> [ROWS]
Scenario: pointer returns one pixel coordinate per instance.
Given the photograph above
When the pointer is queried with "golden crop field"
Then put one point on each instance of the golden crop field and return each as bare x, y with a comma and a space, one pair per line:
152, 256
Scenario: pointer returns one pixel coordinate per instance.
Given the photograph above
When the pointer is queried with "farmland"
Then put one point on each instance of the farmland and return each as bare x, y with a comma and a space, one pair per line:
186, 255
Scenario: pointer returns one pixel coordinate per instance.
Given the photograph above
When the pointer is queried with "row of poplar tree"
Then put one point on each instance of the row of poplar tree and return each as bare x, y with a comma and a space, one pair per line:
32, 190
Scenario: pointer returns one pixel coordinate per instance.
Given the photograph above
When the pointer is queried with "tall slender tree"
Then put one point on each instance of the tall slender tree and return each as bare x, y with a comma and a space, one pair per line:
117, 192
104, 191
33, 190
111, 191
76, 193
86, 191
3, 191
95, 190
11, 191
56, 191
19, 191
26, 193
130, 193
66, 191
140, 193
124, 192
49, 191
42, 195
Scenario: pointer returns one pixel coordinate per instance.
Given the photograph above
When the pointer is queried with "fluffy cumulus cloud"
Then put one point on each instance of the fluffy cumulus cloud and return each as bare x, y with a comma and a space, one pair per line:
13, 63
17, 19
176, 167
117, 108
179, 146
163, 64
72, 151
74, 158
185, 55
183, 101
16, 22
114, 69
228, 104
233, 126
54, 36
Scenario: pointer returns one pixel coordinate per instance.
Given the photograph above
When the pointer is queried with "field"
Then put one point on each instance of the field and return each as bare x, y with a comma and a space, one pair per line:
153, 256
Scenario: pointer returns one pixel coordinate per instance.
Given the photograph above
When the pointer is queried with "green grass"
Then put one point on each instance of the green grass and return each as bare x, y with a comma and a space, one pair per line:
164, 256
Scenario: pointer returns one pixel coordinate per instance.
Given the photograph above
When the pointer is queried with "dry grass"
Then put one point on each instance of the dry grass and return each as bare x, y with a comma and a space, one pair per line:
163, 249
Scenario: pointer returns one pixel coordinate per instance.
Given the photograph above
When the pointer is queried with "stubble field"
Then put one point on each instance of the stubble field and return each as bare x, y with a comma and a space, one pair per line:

> [SET PROBLEM] Return the full listing, character for character.

> [RESULT FOR THIS TASK]
Scenario: pointer returns one pixel coordinate per instance.
Given the photograph above
When the pointer is queried with "golden crop field"
Then put one point on each instance of the golden crop field and return each as bare x, y with a comma and a space, one pair per line:
152, 256
Scenario: pointer returns one pixel coordinate per instance.
Given the photograph above
When the pointer is queried with "farmland"
Then put one point on each instance of the farmland and return each as bare x, y with a comma and a space, one pair per line:
186, 255
Scenario: pointer returns one pixel coordinate per instance.
Given the photograph above
When the pointer is queried with "row of poplar tree"
Then put one point on each instance of the row of poplar tree and return each as bare x, y with a comma and a space, one pair per line:
32, 190
Scenario: pointer returns one pixel coordinate per instance.
Given the photograph above
When the pointer is queried with "tall slender tree"
Then put one point on each instance of the tall slender tree and return each as bare x, y with a comma and a space, one pair per line:
117, 192
104, 191
33, 190
111, 191
76, 193
86, 191
3, 191
95, 190
11, 191
56, 191
19, 191
26, 193
130, 193
66, 191
140, 193
124, 192
49, 191
42, 195
Scenario: pointer returns one pixel coordinate per instance.
Given the photograph above
When the pointer is queried with "fluffy cumulus cloud"
Then put one point on each instance of the fluffy cumulus cloud and return each as bare x, y with a comma and a space, one pair per line:
13, 63
17, 19
176, 167
117, 108
179, 146
163, 64
72, 151
74, 158
185, 55
183, 101
16, 22
114, 69
228, 104
233, 126
54, 36
Scenario: pointer returns one pixel coordinate per instance.
Given the photograph above
When the pointer is queried with "field"
Then put one point on each instance of the field and return each as bare x, y with a comma and a space, one pair per line:
153, 256
Scenario: pointer returns one pixel coordinate per instance.
Given the photograph above
When the pointer is queried with "green grass"
Then put one point on each instance of the green grass and return each as bare x, y with a comma and a space, one pair per line:
164, 256
Scenario: pointer returns one pixel coordinate per instance.
Given the photograph above
When the pointer is queried with "dry grass"
Then put one point on each instance of the dry grass and return each as bare x, y with a comma and a space, one pair per line:
163, 249
Scenario: pointer returns one pixel coordinate per instance.
Given the photograph above
When the pointer is queried with "stubble field"
Then put one point on each instance of the stubble field and return each as bare x, y with a comma and a space, one pair per line:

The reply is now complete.